### TASK GOAL
Count how many lines in the items below contain the word "child". Reply with that number alone.

### DATASET ENTRIES
++++++++++++++++++++
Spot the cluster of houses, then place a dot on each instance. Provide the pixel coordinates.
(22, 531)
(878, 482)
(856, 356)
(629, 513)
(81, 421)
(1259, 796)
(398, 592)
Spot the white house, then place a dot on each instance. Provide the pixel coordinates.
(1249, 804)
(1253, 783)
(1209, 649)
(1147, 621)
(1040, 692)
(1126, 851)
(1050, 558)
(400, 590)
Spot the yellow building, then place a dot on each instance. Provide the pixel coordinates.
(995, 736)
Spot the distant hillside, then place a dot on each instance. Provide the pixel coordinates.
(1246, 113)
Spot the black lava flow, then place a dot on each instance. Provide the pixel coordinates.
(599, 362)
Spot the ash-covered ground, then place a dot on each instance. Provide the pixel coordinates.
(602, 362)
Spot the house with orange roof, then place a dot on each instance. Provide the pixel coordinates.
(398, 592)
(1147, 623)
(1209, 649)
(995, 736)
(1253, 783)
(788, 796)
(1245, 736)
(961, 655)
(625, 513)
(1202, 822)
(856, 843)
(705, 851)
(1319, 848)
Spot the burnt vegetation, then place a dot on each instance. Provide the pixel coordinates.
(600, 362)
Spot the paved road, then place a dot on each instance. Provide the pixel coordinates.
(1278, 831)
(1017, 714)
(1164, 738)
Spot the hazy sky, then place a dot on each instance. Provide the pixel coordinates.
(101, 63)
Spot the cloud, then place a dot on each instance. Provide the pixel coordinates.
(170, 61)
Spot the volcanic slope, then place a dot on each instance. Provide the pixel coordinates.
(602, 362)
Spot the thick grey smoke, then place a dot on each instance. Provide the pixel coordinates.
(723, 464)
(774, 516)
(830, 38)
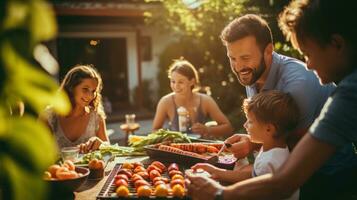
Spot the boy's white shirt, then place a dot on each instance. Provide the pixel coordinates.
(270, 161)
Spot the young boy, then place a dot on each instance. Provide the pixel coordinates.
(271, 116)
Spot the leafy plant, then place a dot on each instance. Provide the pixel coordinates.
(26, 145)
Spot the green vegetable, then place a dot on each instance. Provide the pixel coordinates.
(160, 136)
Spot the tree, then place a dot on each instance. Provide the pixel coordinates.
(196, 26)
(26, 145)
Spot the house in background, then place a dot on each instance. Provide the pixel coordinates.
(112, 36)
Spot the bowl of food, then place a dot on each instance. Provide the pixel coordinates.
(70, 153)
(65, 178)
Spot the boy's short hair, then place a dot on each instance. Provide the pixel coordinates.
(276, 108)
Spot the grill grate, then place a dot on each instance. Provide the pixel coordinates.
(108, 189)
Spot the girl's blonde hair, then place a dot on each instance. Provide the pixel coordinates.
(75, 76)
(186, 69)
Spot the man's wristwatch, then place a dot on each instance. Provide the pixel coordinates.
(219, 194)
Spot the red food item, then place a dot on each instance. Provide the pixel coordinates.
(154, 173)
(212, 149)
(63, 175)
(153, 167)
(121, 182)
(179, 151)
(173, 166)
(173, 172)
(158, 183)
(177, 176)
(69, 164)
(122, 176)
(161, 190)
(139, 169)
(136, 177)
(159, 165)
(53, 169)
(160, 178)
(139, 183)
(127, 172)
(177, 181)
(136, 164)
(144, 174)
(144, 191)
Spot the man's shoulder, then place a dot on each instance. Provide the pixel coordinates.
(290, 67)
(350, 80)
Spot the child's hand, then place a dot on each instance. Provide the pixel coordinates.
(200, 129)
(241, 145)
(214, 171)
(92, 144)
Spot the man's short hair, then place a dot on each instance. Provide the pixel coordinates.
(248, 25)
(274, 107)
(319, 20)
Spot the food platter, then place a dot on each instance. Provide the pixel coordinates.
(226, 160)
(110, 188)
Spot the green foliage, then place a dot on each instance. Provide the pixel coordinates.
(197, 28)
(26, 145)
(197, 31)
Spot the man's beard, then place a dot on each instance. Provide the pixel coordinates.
++++++++++++++++++++
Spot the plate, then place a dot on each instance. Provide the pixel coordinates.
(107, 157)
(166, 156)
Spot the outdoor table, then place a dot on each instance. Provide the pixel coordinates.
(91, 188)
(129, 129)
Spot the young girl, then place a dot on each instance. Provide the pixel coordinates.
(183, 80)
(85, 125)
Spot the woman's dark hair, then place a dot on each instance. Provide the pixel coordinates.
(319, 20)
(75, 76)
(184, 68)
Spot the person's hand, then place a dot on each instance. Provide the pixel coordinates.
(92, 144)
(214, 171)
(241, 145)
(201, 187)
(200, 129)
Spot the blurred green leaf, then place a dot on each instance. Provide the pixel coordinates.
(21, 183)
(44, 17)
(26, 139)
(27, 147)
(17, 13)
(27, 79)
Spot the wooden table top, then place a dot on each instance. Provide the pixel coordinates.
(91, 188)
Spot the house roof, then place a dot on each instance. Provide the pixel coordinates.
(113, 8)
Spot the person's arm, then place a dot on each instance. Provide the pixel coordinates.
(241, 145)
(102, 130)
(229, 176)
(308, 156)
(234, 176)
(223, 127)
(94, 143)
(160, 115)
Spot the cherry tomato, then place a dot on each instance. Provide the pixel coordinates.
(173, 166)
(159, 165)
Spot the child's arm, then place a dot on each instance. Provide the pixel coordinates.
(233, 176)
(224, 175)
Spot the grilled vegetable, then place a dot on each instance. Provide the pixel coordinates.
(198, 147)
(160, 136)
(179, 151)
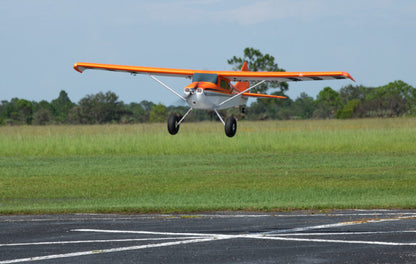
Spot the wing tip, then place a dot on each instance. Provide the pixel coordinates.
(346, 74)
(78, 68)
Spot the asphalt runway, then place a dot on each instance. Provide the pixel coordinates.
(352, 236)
++++++++++++++++++++
### PROBLEM SOLUTION
2